Dans l'extrait consacré à Phillip Danault, quel est le prénom de son premier enfant ?

**Extrait du texte**
◇ ◇ ◇ ◇
Quand Phillip Danault a indiqué, en conférence téléphonique mardi matin, que l’idée d’être confiné de deux à trois mois à Columbus, Toronto, Dallas, Tampa Bay ou ailleurs pour y terminer la saison régulière et disputer des séries éliminatoires ne faisait pas de sens à ses yeux, le centre du Canadien a mis le doigt sur un des gros problèmes qui attendent la LNH dans sa quête de revenir sur la patinoire.

 

L’accord des joueurs!

 

À moins que le Canadien profite d’un scénario associé à un tournoi à la ronde qui remplacerait les séries éliminatoires comme on les connaît pour se rendre jusqu’à la coupe Stanley, les chances que Danault soit séparé très longtemps de son épouse Marie-Pierre et de leur premier enfant Phillip-Édouard sont plutôt minces.

 

On en conviendra tous.

 

Il est donc normal que Danault, comme son compagnon de trio Brendan Gallagher et sans doute plusieurs de leurs coéquipiers, priorise davantage ses préparatifs en vue de la saison 20-21 qu’un éventuel retour sur la glace en juin, en juillet ou en août. Danault et Gallagher reprennent d’ailleurs les propos lancés pour la première fois il y a quelques semaines par la grande vedette des Kings de Los Angeles Drew Dougthy.
◇ ◇ ◇ ◇
Enregistrements de placement de points:
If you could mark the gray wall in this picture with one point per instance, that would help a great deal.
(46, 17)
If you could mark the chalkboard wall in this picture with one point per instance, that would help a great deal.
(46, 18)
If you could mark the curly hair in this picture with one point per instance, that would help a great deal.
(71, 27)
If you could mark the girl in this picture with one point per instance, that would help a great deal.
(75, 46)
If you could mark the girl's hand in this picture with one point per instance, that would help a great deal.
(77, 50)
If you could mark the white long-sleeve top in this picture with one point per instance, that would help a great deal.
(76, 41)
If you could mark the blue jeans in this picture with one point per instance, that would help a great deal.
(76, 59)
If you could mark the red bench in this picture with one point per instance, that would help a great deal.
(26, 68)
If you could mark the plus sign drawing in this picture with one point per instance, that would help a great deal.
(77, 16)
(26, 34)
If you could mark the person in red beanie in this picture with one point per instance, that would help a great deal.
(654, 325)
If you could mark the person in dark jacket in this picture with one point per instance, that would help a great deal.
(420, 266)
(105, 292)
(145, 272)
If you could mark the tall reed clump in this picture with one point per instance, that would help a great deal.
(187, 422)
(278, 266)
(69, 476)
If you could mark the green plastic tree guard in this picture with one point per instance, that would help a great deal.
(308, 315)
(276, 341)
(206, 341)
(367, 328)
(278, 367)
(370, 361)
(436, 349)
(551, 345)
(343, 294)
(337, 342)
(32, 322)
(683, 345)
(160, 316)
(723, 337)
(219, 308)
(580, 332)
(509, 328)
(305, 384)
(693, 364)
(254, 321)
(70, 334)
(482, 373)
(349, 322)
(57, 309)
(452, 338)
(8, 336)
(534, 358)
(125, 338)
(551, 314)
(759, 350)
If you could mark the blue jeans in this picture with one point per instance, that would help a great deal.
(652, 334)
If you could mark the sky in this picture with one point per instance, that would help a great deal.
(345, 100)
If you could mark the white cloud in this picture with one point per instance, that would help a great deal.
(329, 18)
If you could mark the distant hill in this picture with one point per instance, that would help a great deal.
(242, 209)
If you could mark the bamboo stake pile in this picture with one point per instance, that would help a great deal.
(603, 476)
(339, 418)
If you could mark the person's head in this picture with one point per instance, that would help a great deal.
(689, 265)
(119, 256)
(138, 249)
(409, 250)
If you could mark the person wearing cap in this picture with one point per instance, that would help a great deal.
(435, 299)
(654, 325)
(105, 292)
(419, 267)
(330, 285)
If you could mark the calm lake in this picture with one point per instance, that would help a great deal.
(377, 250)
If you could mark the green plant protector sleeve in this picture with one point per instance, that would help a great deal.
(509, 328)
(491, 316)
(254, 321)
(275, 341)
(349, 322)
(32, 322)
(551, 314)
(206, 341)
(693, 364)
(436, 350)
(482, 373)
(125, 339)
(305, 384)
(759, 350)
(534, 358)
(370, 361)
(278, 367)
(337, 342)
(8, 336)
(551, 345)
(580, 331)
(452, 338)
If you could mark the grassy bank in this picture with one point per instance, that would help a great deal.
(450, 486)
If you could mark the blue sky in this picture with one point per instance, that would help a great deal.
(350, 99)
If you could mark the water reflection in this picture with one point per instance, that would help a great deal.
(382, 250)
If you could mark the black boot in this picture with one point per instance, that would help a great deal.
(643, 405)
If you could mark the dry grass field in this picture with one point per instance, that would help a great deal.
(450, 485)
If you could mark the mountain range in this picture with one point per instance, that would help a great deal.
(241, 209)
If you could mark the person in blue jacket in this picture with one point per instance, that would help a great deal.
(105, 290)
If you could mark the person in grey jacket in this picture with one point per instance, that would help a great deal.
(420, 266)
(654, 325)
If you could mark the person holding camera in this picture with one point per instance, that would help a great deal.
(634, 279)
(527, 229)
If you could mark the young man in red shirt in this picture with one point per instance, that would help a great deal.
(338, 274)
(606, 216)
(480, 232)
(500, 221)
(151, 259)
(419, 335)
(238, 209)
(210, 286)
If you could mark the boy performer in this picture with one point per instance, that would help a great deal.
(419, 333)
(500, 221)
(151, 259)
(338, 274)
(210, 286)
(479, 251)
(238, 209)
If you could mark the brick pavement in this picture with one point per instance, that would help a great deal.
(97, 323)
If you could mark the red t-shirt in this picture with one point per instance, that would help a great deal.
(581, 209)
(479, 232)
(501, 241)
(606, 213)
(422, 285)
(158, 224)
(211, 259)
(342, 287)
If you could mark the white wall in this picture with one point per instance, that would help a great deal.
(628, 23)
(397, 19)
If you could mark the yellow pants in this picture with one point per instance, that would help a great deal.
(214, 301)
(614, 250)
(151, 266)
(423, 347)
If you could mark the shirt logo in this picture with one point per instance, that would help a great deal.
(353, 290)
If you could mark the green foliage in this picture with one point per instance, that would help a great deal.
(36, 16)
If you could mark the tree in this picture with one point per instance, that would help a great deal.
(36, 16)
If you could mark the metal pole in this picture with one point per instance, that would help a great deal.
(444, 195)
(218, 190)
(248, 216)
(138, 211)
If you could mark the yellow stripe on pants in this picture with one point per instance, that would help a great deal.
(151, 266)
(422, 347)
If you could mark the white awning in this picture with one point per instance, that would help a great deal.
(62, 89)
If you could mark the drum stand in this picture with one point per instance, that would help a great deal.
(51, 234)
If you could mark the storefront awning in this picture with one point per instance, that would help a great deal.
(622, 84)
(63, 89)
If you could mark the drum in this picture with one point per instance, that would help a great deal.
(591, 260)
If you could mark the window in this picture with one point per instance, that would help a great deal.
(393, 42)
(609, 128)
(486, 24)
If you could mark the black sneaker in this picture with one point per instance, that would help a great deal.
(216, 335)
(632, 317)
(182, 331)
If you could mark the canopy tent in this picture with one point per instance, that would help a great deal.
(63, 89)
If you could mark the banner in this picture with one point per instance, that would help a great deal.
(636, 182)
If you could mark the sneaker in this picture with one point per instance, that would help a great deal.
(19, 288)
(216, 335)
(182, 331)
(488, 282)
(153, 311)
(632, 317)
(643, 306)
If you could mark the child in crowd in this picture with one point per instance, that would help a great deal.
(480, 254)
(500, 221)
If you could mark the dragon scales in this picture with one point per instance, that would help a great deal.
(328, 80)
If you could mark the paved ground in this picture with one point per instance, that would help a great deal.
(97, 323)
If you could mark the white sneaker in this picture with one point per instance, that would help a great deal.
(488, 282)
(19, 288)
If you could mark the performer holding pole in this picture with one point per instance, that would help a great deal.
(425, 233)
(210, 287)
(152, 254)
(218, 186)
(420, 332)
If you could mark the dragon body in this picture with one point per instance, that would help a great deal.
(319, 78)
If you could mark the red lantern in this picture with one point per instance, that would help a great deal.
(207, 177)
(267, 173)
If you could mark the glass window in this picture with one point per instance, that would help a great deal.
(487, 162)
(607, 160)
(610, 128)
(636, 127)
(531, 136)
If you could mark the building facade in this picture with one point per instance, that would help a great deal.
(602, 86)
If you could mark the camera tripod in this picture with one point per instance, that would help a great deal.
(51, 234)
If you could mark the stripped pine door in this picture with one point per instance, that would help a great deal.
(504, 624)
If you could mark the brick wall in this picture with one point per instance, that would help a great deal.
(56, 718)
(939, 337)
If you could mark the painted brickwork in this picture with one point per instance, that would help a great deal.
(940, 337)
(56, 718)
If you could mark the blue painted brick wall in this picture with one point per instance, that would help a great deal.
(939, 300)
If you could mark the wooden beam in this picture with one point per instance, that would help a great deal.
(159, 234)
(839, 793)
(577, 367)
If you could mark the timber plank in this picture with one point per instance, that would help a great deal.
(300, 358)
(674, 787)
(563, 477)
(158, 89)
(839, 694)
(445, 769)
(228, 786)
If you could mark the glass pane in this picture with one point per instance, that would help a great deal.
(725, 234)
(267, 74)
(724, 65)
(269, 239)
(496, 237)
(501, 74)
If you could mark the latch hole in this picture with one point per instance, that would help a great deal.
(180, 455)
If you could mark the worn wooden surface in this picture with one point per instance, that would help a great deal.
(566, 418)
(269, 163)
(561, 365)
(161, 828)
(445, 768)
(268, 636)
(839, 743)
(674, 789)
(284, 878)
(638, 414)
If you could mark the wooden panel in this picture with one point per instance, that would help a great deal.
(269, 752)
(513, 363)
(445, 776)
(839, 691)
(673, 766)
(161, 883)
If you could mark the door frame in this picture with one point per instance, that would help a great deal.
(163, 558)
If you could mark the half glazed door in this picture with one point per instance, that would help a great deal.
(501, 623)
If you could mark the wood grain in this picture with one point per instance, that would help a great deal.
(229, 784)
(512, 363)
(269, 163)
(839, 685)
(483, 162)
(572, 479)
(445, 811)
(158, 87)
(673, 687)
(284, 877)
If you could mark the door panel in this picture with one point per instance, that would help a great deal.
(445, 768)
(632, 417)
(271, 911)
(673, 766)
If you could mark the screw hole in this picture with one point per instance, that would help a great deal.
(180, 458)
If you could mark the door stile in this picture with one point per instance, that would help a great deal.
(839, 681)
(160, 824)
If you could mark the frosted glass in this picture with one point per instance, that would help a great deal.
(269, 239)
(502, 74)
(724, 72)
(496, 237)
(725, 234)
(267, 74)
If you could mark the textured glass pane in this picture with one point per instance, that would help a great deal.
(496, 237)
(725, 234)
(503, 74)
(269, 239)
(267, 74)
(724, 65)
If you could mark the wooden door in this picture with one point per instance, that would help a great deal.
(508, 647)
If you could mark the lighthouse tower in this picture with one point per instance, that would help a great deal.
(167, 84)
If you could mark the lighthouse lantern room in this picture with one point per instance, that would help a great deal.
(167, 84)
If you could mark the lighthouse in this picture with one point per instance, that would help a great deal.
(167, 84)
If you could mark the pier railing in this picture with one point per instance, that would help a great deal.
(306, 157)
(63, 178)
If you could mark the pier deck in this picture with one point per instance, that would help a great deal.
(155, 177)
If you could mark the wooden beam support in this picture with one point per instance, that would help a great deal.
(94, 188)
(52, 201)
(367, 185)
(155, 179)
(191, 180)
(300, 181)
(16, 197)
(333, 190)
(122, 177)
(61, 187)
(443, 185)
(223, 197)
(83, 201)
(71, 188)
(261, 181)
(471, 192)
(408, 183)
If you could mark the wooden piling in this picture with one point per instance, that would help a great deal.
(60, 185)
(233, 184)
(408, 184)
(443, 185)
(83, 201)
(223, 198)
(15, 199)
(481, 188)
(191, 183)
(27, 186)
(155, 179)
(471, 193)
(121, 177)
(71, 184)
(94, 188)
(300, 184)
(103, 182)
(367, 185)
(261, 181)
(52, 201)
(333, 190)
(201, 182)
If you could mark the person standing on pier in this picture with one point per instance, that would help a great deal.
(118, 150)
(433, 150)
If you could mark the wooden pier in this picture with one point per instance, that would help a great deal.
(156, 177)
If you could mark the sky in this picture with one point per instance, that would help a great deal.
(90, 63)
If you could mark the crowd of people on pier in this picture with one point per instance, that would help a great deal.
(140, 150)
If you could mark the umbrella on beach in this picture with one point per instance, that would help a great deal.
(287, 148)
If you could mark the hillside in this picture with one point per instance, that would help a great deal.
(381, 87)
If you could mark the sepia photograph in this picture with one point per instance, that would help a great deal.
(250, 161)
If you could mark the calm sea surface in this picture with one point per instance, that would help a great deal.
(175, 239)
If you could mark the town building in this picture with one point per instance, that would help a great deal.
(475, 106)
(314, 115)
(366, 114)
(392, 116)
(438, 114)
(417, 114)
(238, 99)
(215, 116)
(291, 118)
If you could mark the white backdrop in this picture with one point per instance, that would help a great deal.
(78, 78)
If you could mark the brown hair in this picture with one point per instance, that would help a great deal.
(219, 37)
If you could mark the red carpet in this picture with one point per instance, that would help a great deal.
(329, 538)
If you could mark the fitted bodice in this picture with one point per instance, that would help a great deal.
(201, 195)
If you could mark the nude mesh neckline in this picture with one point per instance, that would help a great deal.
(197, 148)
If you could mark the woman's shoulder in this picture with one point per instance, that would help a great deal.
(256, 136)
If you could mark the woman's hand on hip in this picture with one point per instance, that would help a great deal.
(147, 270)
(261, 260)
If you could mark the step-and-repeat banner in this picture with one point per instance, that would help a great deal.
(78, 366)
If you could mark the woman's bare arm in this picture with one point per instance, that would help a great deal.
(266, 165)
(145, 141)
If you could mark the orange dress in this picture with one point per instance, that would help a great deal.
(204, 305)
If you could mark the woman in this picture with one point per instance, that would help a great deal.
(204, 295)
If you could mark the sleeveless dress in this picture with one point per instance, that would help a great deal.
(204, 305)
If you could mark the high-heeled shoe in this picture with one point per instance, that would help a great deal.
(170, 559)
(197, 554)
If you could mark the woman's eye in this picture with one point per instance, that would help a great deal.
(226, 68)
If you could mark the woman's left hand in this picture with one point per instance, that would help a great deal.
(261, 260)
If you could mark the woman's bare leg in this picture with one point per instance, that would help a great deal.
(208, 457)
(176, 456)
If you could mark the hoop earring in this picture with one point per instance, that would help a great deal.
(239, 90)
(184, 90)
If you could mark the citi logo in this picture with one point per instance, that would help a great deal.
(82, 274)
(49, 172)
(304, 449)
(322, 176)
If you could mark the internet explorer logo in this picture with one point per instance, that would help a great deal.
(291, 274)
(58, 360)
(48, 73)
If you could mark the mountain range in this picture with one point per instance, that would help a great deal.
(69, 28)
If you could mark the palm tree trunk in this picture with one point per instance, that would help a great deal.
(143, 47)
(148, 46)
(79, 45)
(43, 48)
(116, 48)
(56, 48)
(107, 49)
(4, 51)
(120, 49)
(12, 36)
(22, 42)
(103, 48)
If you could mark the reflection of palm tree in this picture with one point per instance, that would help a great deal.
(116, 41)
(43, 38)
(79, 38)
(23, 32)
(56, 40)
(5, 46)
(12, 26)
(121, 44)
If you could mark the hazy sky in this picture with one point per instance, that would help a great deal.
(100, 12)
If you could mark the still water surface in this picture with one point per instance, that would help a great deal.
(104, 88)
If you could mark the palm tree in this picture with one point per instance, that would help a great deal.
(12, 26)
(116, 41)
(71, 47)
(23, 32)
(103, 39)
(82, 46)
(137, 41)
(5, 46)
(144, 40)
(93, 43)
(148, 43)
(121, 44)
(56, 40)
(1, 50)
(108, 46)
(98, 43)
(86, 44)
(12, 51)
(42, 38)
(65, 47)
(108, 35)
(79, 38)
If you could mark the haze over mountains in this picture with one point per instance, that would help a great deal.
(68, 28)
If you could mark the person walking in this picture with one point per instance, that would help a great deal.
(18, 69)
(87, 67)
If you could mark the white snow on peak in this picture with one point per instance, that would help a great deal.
◇ ◇ ◇ ◇
**Réponse attendue**
Phillip-Édouard.